▶ **PAGE TEXT**:
******************************

I have been interested in electric vehicles for more than 20 years. I am not against them as a thing, I'm just against governments forcing them upon us as the only new vehicle choice. I learned to drive in an electric milk float when I was 13.

 

I think many car buyers don't properly compare the running costs of a BEV with that of an internal combustion vehicle. The 'lower' running costs today are due to deferring a significant amount of the real cost of use until later in the vehicle's lifetime. After about 800 battery charge cycles the EV's battery will be beyond it's best and will have started it's descent into an ever decreasing drivable range. At some point the owner will be faced with either (a) replacing the battery, (b) selling/trading the vehicle or (c) scrapping it. It is at this point when the deferred cost arrives either as a large bill for a replacement battery or huge loss in vehicle value. Within a few years, lease companies are going to readjust when they end up with large numbers of BEVs not selling at auction for the values that they have written down.

 

Those cheap running cost achieved now only become real if you deposit the price/mile difference into savings or investments every time you recharge your battery. After spending the fund on a, b or c, you will know what the true cost per mile was. If you still have to find money to replace the vehicle or battery at that point, your running costs were higher all along.

 

I suspect that a 3 year old BEV will be effectively valueless at the end of a 3 to 4 year lease (at 7 years old) depending on mileage. I think a lot of people that have leased internal combustion engined cars will find that the BEV will not be an asset to trade in for the next lease and that they will have to stump up cash for the deposit on the next one.

I think that depends on the structure of the purchase plan.  I am no expert but I thought there were at least a couple of options.  One where you are literally just leasing the vehicle for a monthly charge, at the end of the contract period you hand the vehicle back and decide what you want to lease next.  That is what I recall was suggested when we were looking at a BEV some time ago (encouraged by the very adventageous BIK rates).  Alternatively you can pay a deposit, followed by x months payments, with the vehicle having a pre-determined contract value at the end of the contract term.  If the vehicle is worth more than this pre-determined amount the 'purchaser' can in effect buy at the lower pre-determined value and immediately trade in for another contract with the difference between the contract and market values providing some or all of the deposit required.  I think what you are referencing is the latter of these two models.

 

I have no personal experience, but I do know a fair few people who have entered into the latter type of contract for ICE vehicles.  In some cases the scenario outlined above played out and they had a surplus of value so bought the car at the end of the contract, but in others the market value was well below the contract value so they just handed the vehicle back to the dealer and left them with the shortfall.  Which of the two outcomes happens is very much determined by the market for second hand cars in general and the specific model in particular.  If all BEVs that reach that point are valued well below the contract value then it will play out very much as you describe.  But, in the short term at least, as you say the dealers will be as big of a loser as the customer.

******************************

▶ **SET TASK A**:
Echo the records word for word, beginning with the line that contains "the white upper" and continuing through the final line of the records, with both of those lines included.
The records that come next have no connection to the text above.

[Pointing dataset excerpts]

******************************

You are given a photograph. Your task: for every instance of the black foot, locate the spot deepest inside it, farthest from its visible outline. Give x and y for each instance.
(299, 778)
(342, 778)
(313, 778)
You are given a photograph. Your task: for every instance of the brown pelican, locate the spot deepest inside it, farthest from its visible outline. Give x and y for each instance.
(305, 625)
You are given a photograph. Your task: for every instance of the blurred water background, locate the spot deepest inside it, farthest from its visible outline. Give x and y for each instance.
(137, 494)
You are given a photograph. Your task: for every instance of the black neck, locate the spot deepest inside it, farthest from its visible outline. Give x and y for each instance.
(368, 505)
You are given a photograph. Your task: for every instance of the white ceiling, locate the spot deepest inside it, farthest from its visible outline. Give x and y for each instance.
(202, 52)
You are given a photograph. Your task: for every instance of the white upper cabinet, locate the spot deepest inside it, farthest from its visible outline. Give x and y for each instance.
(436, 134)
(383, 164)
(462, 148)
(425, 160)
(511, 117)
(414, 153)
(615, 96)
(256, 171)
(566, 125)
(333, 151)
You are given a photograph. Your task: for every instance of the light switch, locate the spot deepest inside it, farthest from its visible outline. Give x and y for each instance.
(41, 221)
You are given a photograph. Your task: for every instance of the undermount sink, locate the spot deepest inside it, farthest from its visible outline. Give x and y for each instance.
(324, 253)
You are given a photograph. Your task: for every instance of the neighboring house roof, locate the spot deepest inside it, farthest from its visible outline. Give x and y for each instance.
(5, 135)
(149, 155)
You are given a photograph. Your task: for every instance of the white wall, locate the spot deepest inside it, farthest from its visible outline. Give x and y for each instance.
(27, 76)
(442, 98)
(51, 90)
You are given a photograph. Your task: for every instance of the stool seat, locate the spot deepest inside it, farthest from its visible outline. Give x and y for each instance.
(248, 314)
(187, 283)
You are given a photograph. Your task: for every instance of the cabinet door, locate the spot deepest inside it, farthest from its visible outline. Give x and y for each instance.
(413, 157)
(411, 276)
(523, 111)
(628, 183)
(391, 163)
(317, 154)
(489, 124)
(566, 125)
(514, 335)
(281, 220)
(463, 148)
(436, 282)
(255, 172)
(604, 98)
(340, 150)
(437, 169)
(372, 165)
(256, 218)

******************************

▶ **SET TASK B**:
Carry on the forum discussion of electric vehicle running costs and resale values, picking up right after its last sentence.

▶ **OUTPUT A**:
You are given a photograph. Your task: for every instance of the white upper cabinet, locate the spot deepest inside it, farthest from its visible outline. Give x and y for each instance.
(436, 134)
(383, 164)
(462, 148)
(425, 160)
(511, 117)
(414, 153)
(615, 96)
(256, 171)
(566, 125)
(333, 151)
You are given a photograph. Your task: for every instance of the light switch, locate the spot deepest inside it, farthest from its visible outline. Give x and y for each instance.
(41, 221)
You are given a photograph. Your task: for every instance of the undermount sink, locate the spot deepest inside it, farthest from its visible outline. Give x and y for each instance.
(324, 253)
You are given a photograph. Your task: for every instance of the neighboring house roof, locate the spot deepest inside it, farthest from its visible outline. Give x and y for each instance.
(5, 135)
(149, 155)
You are given a photograph. Your task: for every instance of the white wall, locate the spot deepest inside it, farthest from its visible outline. Give x and y for each instance.
(27, 76)
(442, 98)
(51, 90)
You are given a photograph. Your task: for every instance of the stool seat, locate the spot deepest inside it, farthest from its visible outline. Give x and y for each instance.
(248, 314)
(187, 283)
You are given a photograph. Your task: for every instance of the cabinet door, locate the spot deepest inside it, farthest from its visible outline. Give x and y for each instance.
(413, 157)
(411, 276)
(523, 111)
(628, 183)
(391, 163)
(317, 154)
(489, 124)
(566, 125)
(514, 335)
(281, 220)
(463, 148)
(436, 282)
(255, 172)
(604, 98)
(340, 150)
(437, 169)
(372, 165)
(256, 218)

▶ **OUTPUT B**:
 

As an example to illstrate the point I think we both agree on, I have just looked at the Cazoo website and to keep it relevant to this thread have found a Jaguar i-Pace registerd in December 2020 for sale at £26,850, so just over three years old.  I can 'buy' that on a PCP contract which is structured as a deposit of £10,000, 36 monthly payments of £211.54 and a optional final payment of £14,737.  If at the end of the three years the car turns out to be worth nothing I would just hand it back, at that point I would have paid Cazoo £17,615.44 for the use of the car for 3 years including the cost of borrowing money from them.  If the car really is worthless, as you say the company (dealer or finance company, not sure which) ends up well out of pocket.

 

I agree that if the scenario shown in the example above does play out across the board then financing costs will be adjusted to reflect a residual value of zero after 7 or 8 years.  But that is no reason for people not to take advantage of the situation now.

 

Also on the Cazoo site is a 2.0 diesel Jaguar F-Pace, registered in March 2020 (so a bit older) and priced at a very similar £26,400.  The PCP contract costs for that are deposit £10,000, 36 monthly payments of £252.24 and a final payment of £12,350.  Over 36 months if the car is handed back a cost of £19,080.64.  Based on those numbers, it seems the seller / finance company is basing their numbers on the i-Pace being worth more in three years time than the F-Pace.

 

Based on that it seems to me the i-Pace is a significantly better deal than the F-Pace, unless you are betting on the F-Pace being worth much more than the final payment of £12,350.  In fact I think I have just convinced myself to consider a BEV when we next look to change either my or my wife's car.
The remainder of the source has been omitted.